As things currently stand, A.J. Cole, Edwin Jackson, Erick Fedde, and Tommy Milone are gearing up for a Spring Training competition to determine the fifth starter. Although none of these are big-name pitchers, like Nats fans have grown accustomed to, that is completely fine.
With the current state of the division, the Nats are all but guaranteed to make the postseason. FanGraphs, who is extremely conservative, has the Nats projected to win the division by 11 games. For reference, the Nats were projected to win the division by one game last year and won by 20.
The Nats’ catching situation is also in flux. Matt Wieters, who is coming off of the worst season of his career, is set to serve as the primary catcher. Longtime National Jose Lobaton departed for New York, leaving the Nats without a clear back-up.
Now, Miguel Montero, Pedro Severino, and Raudy Read are set to compete for the job. Although there is talk of possibly acquiring J.T. Realmuto, the Nats would be just fine addressing the hole with an in-house candidate.
While Realmuto would certainly be a welcome addition, it is not necessary.
All in all, the Nats are entering the season with much more uncertainty than they typically have. But, that is perfectly fine. Any holes that they have now can easily be addressed at the mid-season trade deadline.
As Mike Rizzo says, “The division is won in the off-season; the World Series is won at the trade deadline.”
+---+
Stated goal: In the passage on the Nationals' roster, who is set to serve as the primary catcher?

Stored items:
+---+
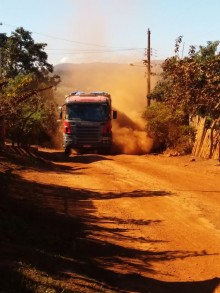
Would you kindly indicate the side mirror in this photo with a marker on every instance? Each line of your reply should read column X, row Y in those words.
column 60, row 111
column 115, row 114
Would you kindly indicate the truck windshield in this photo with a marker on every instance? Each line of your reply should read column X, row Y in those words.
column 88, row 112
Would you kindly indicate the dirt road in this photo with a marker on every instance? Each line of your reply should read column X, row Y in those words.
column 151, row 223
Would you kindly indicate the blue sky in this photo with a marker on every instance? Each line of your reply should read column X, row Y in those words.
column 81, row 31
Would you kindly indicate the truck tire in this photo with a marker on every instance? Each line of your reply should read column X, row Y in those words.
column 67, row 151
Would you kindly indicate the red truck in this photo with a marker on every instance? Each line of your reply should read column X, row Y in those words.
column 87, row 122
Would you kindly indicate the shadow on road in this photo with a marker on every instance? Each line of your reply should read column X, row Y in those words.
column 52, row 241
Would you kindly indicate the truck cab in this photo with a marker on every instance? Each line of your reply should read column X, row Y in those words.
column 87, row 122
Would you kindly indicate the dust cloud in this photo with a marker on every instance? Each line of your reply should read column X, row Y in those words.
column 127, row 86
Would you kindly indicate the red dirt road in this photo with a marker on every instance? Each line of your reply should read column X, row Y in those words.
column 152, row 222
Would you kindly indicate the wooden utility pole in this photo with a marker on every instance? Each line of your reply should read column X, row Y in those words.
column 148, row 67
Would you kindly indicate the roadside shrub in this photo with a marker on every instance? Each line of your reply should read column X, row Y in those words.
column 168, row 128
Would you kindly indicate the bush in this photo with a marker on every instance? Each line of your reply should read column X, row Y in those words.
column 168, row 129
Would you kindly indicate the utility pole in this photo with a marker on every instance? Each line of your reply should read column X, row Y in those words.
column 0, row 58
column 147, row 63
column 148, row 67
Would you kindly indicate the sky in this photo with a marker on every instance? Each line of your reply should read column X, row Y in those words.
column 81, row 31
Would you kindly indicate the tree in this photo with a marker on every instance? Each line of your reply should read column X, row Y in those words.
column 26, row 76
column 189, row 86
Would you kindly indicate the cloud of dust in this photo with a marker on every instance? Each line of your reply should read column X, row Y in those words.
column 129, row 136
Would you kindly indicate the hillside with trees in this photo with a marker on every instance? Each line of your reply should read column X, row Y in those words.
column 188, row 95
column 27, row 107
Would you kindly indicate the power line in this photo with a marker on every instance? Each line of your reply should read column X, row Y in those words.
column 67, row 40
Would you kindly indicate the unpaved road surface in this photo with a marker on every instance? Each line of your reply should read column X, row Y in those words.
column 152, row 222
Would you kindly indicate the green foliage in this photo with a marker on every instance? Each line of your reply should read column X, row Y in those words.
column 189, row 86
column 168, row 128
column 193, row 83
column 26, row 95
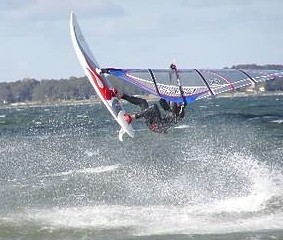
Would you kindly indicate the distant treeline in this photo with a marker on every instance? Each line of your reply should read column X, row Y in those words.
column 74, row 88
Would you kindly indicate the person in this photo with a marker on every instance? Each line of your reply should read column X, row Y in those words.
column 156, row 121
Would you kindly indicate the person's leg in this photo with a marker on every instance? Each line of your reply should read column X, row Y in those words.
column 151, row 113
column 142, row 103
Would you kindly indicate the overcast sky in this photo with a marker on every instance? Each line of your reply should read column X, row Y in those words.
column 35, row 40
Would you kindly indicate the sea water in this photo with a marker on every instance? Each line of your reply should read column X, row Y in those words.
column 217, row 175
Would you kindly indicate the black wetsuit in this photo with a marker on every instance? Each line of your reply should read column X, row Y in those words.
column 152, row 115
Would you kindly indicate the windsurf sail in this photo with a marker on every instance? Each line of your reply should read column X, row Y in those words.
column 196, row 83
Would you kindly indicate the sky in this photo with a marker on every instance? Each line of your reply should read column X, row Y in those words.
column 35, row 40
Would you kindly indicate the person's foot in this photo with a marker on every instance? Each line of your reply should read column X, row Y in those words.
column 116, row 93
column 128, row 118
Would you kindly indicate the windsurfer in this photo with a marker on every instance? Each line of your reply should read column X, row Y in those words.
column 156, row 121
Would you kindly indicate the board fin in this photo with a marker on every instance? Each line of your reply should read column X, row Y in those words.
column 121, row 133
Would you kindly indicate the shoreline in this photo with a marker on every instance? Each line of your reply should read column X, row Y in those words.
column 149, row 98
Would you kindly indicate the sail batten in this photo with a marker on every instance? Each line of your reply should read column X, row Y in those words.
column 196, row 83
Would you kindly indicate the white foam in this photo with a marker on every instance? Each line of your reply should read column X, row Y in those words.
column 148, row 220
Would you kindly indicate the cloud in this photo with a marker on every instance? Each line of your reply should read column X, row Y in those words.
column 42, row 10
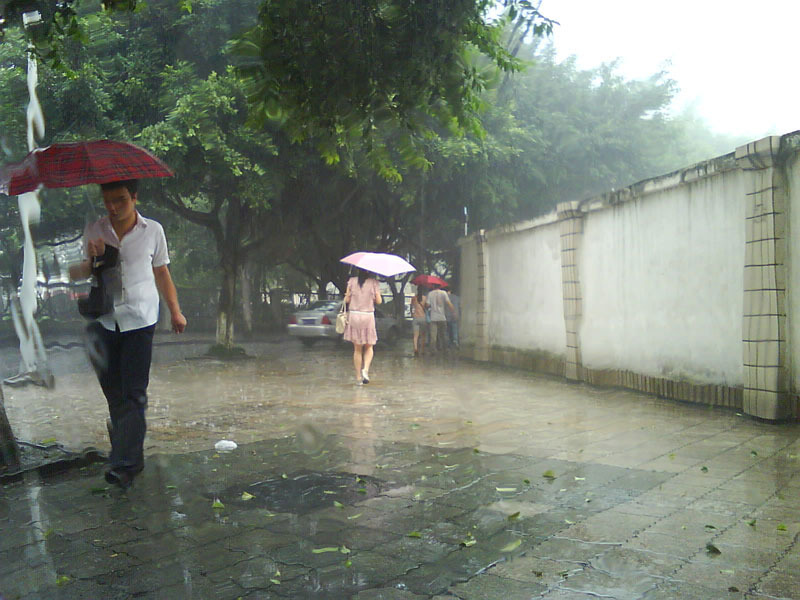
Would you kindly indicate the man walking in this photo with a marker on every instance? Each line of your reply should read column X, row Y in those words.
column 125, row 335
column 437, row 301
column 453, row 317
+---+
Written response: Matt Wieters